→ **Problem to solve**
Turn every line of the entries below into a JSON list of strings, one string per line. Skip blank lines and leave the pictures out.

→ **Dataset records**

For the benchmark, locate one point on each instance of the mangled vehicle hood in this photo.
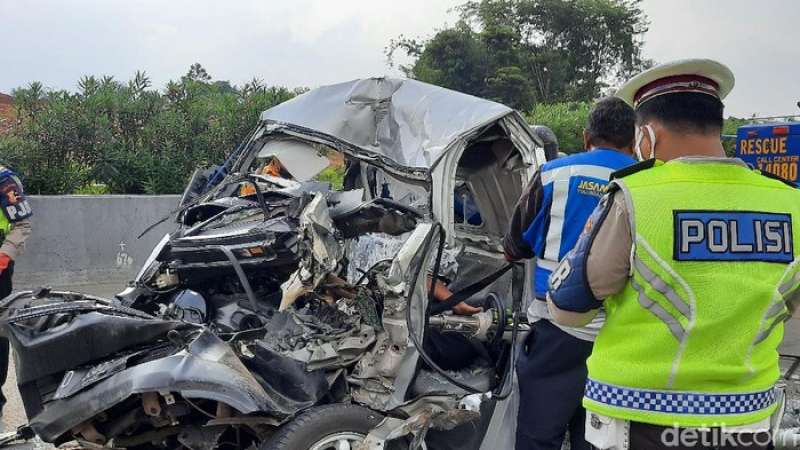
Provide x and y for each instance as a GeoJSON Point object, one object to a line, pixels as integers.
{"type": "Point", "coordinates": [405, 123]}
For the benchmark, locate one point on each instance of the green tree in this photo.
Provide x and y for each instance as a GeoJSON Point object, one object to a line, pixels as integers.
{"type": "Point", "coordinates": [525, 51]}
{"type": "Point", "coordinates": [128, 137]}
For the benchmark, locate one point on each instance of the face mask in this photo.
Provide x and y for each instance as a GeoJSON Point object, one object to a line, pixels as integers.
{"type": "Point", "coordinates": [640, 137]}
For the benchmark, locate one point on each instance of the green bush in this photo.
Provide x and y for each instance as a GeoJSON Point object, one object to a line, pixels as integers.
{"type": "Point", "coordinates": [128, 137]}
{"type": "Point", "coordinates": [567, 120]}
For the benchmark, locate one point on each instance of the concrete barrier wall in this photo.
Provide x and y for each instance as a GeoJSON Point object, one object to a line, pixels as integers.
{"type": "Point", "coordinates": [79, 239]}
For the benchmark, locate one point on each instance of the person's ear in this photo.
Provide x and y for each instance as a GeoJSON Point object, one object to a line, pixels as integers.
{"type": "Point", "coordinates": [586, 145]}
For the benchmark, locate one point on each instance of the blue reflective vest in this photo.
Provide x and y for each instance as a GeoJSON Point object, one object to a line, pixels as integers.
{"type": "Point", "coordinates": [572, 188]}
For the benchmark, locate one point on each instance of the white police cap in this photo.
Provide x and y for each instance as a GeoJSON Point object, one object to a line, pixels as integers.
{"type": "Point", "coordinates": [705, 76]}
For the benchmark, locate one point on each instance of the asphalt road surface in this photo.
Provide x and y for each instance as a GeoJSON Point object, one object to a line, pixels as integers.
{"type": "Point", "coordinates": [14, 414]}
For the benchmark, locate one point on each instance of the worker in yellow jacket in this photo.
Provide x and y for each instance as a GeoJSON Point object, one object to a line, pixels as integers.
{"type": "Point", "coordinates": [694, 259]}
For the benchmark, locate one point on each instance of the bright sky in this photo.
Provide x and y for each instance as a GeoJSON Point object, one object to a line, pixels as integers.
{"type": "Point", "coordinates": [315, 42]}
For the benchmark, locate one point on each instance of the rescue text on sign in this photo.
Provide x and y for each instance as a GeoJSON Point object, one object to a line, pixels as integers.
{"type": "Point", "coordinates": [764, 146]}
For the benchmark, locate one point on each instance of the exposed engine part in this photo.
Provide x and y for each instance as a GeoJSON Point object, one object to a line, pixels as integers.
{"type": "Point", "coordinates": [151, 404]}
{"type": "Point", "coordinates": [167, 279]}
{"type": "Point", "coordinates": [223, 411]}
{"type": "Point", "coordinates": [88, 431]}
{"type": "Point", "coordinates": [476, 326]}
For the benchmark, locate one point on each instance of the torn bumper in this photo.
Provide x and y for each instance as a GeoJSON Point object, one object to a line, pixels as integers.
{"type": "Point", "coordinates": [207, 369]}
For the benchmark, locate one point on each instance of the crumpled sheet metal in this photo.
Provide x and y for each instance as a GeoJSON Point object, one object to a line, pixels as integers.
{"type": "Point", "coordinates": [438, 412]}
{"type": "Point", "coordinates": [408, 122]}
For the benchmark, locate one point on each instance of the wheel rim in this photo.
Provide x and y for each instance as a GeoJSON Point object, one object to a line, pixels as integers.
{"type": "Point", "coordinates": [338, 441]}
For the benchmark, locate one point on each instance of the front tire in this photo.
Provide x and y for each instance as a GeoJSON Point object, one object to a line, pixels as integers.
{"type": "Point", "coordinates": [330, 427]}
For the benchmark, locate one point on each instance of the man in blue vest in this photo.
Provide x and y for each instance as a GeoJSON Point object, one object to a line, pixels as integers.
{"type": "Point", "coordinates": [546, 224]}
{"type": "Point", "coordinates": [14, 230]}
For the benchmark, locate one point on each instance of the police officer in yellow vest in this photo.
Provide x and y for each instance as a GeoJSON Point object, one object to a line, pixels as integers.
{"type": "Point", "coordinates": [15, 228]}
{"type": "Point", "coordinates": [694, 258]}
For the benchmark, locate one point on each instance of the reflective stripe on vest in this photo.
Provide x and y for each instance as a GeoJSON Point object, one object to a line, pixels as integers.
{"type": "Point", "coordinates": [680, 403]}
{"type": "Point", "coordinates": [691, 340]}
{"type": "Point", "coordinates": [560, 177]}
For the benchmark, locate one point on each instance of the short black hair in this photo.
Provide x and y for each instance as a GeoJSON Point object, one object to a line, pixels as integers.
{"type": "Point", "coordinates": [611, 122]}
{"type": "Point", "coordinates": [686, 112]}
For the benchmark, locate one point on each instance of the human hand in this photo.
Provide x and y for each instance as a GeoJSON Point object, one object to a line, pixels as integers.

→ **Task solution**
[
  "For the benchmark, locate one point on each instance of the mangled vehicle hood in this photo.",
  "Provide x and y for each instance as a GeoJSON Point object, one object to a line, pixels as integers.",
  "{\"type\": \"Point\", \"coordinates\": [405, 123]}",
  "For the benchmark, locate one point on each instance of the green tree in this photo.",
  "Provide x and y for each instance as a GeoJSON Point object, one object to a line, pixels as integers.",
  "{\"type\": \"Point\", \"coordinates\": [525, 51]}",
  "{\"type\": \"Point\", \"coordinates\": [128, 137]}",
  "For the benchmark, locate one point on each instance of the face mask in this photo.",
  "Provide x and y for each instance as a GeoJSON Point object, one object to a line, pixels as integers.",
  "{\"type\": \"Point\", \"coordinates\": [640, 137]}",
  "For the benchmark, locate one point on each instance of the green bush in this photo.",
  "Provide x and y for each instance as a GeoJSON Point object, one object to a line, pixels as integers.",
  "{\"type\": \"Point\", \"coordinates\": [128, 137]}",
  "{\"type\": \"Point\", \"coordinates\": [567, 120]}",
  "For the benchmark, locate one point on each instance of the concrete barrier wall in this photo.",
  "Provide x and y for each instance as a GeoJSON Point object, one object to a line, pixels as integers.",
  "{\"type\": \"Point\", \"coordinates\": [79, 239]}",
  "For the benchmark, locate one point on each instance of the person's ear in this photo.",
  "Provide x and y for each instance as a GeoJSON Point object, one object to a line, pixels as integers.",
  "{\"type\": \"Point\", \"coordinates\": [586, 145]}",
  "For the benchmark, locate one point on each instance of the blue reflective vest in this photo.",
  "Provide x and y for each instance as a GeoJSON Point object, one object to a line, pixels as integers.",
  "{\"type\": \"Point\", \"coordinates\": [572, 188]}",
  "For the benchmark, locate one point on each instance of the white police cap in this photo.",
  "Provide x and y for each instance as a GeoJSON Point object, one object to a line, pixels as integers.",
  "{\"type\": \"Point\", \"coordinates\": [705, 76]}",
  "For the benchmark, locate one point on each instance of the asphalt road surface in this photo.",
  "Provide x and y for each instance as a GeoJSON Point object, one object to a line, pixels as integers.",
  "{\"type\": \"Point\", \"coordinates\": [14, 414]}",
  "For the benchmark, locate one point on each instance of the worker in yellow jacket in this photo.",
  "Provide x and y for each instance as a GeoJSON Point object, one object to a line, pixels as integers.",
  "{\"type\": \"Point\", \"coordinates\": [694, 259]}",
  "For the benchmark, locate one point on each instance of the bright sky in this photo.",
  "Provide x and y for each instance as a GeoJSON Point object, one object to a line, pixels as integers.",
  "{\"type\": \"Point\", \"coordinates\": [315, 42]}",
  "For the benchmark, locate one point on each instance of the rescue text on sign in this photo.",
  "Provide x and y for each instance as a GeoJSON Point object, one object to a line, pixels as integers.",
  "{\"type\": \"Point\", \"coordinates\": [764, 146]}",
  "For the benchmark, locate one point on each instance of the exposed engine part in this photo.",
  "Provide x and y for each instance as a GeoJSON Point object, one object to a line, pixels as integers.",
  "{\"type\": \"Point\", \"coordinates\": [151, 404]}",
  "{\"type\": \"Point\", \"coordinates\": [167, 279]}",
  "{\"type\": \"Point\", \"coordinates\": [223, 411]}",
  "{\"type\": \"Point\", \"coordinates\": [88, 431]}",
  "{\"type\": \"Point\", \"coordinates\": [476, 326]}",
  "For the benchmark, locate one point on each instance of the torn bumper in this photo.",
  "Provide x and y for each instance as a GeoJSON Point object, one object to a line, pixels as integers.",
  "{\"type\": \"Point\", \"coordinates\": [207, 369]}",
  "For the benchmark, locate one point on each instance of the crumpled sheet metal in this photo.",
  "Provide x and y for each instance as a GeoJSON Point object, one object to a line, pixels as integers.",
  "{\"type\": \"Point\", \"coordinates\": [438, 412]}",
  "{\"type\": \"Point\", \"coordinates\": [408, 122]}",
  "For the benchmark, locate one point on each instance of the wheel rim in this photo.",
  "Provide x and y for each instance as a GeoJSON Point object, one object to a line, pixels as integers.",
  "{\"type\": \"Point\", \"coordinates\": [338, 441]}",
  "For the benchmark, locate one point on each instance of the front tire in this photo.",
  "Provide x and y for each instance as a GeoJSON Point object, one object to a line, pixels as integers.",
  "{\"type\": \"Point\", \"coordinates\": [330, 427]}",
  "For the benchmark, locate one point on each instance of the man in blue vest in this photo.",
  "Provide x and y for each instance as a GeoJSON Point object, one object to a line, pixels as integers.",
  "{\"type\": \"Point\", \"coordinates\": [546, 224]}",
  "{\"type\": \"Point\", \"coordinates\": [14, 230]}",
  "For the benchmark, locate one point on each instance of the police officer in yellow vest in this photo.",
  "Provide x and y for each instance as a GeoJSON Point object, one object to a line, pixels as integers.",
  "{\"type\": \"Point\", \"coordinates\": [15, 228]}",
  "{\"type\": \"Point\", \"coordinates\": [694, 258]}",
  "For the benchmark, locate one point on each instance of the reflective stripe on vest in this photo.",
  "Provide x and y for each instance as a GeoJSON Point object, one object to a line, pixels as integers.",
  "{\"type\": \"Point\", \"coordinates\": [680, 403]}",
  "{\"type\": \"Point\", \"coordinates\": [691, 340]}",
  "{\"type\": \"Point\", \"coordinates\": [560, 177]}",
  "For the benchmark, locate one point on each instance of the short black hair in this photo.",
  "Provide x and y for each instance as a GeoJSON Point object, one object to a line, pixels as integers.",
  "{\"type\": \"Point\", \"coordinates\": [611, 122]}",
  "{\"type\": \"Point\", \"coordinates\": [686, 112]}",
  "For the benchmark, locate one point on each instance of the human hand in this photo.",
  "Provide x and y for each instance as a GeoJSON Point object, one object to a line, pixels as integers."
]